**What is expected:** From the passage on dropping the encoder, return everything from "Another potential solution" down to "by gradient descent.", word for word.

**Passage:**
◆ ◆ ◆ ◆
Another potential solution is to eliminate the encoder altogether. Instead of using an encoder to recompute beliefs each time the agent makes observations, it is also possible to just refine the agent's beliefs as needed to enable the decoder to correctly anticipate the observations it makes. In other words, whenever the agent makes a new observation, the difference between actual values and the values it anticipated are computed. This difference serves as an error signal that can be backpropagated across the decoder and any prior attention mechanism to refine the agent's beliefs by gradient descent.
There are a few significant advantages of this particular design. Most obviously, getting rid of the encoder means there is one fewer component to train. Also, the agent no longer needs to learn how to preserve its beliefs over time. They are now preserved by default unless the agent changes them. This just seems more consistent with the way humans imagine their beliefs to persist. The agent no longer needs to make unrealistically rich observations that tell it everything it knows. And the attention mechanism naturally serves to ensure that only the relevant portion of beliefs will be updated when new observations are made. That is, the zeros in the "mask" will block the error signal from affecting portions of the agent's beliefs that are not relevant to the current observation.
Jeff Hawkins wrote a brilliant book called On Intelligence that explores in detail how the cerebrum anticipates observations and learns from how its expectations differ from what it actually observes. And if you are ready to learn more about attention, here is a a seminal paper that demonstrated how attention enabled researchers to top recurrent models and still achieve state-of-the-art accuracy at sequence-to-sequence translation. And here is a nice tutorial that presents this paper in a highly digested manner. Here is a paper that uses attention in a vision-based application. And here is two others.
◆ ◆ ◆ ◆
**Available data:**

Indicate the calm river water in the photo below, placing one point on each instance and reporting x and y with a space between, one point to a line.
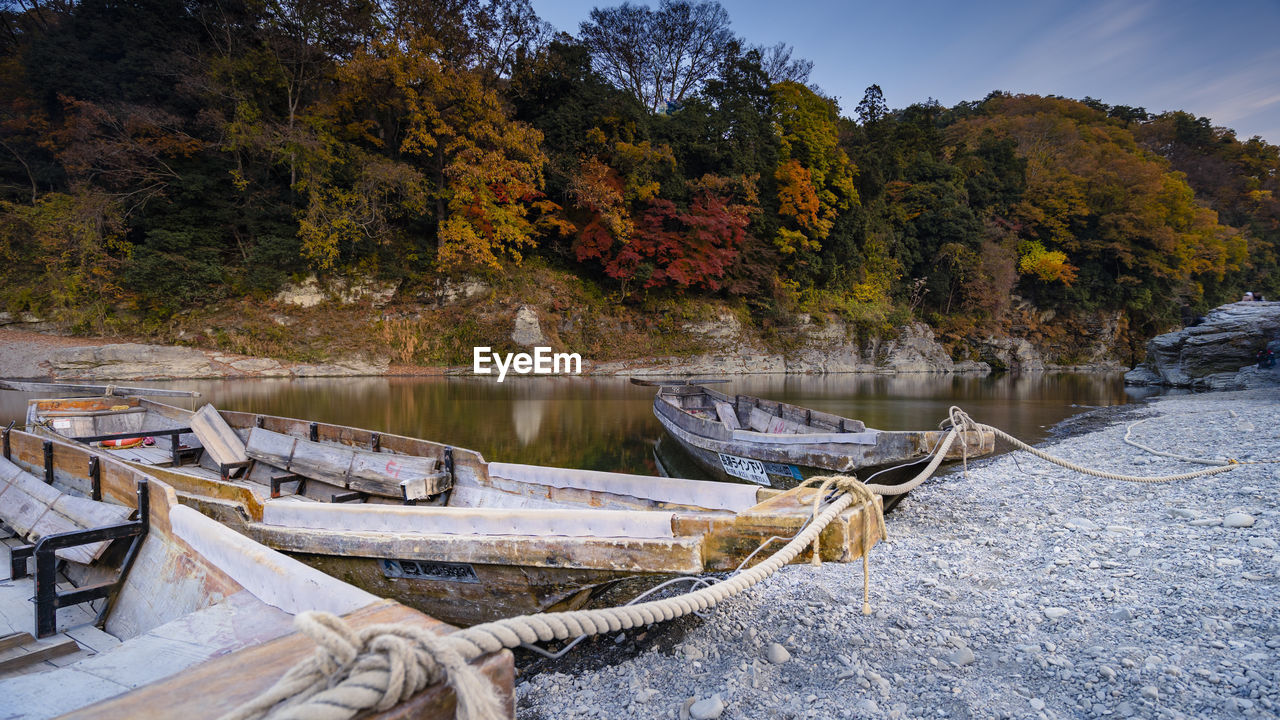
◆ ◆ ◆ ◆
**Finished answer:**
Another potential solution is to eliminate the encoder altogether. Instead of using an encoder to recompute beliefs each time the agent makes observations, it is also possible to just refine the agent's beliefs as needed to enable the decoder to correctly anticipate the observations it makes. In other words, whenever the agent makes a new observation, the difference between actual values and the values it anticipated are computed. This difference serves as an error signal that can be backpropagated across the decoder and any prior attention mechanism to refine the agent's beliefs by gradient descent.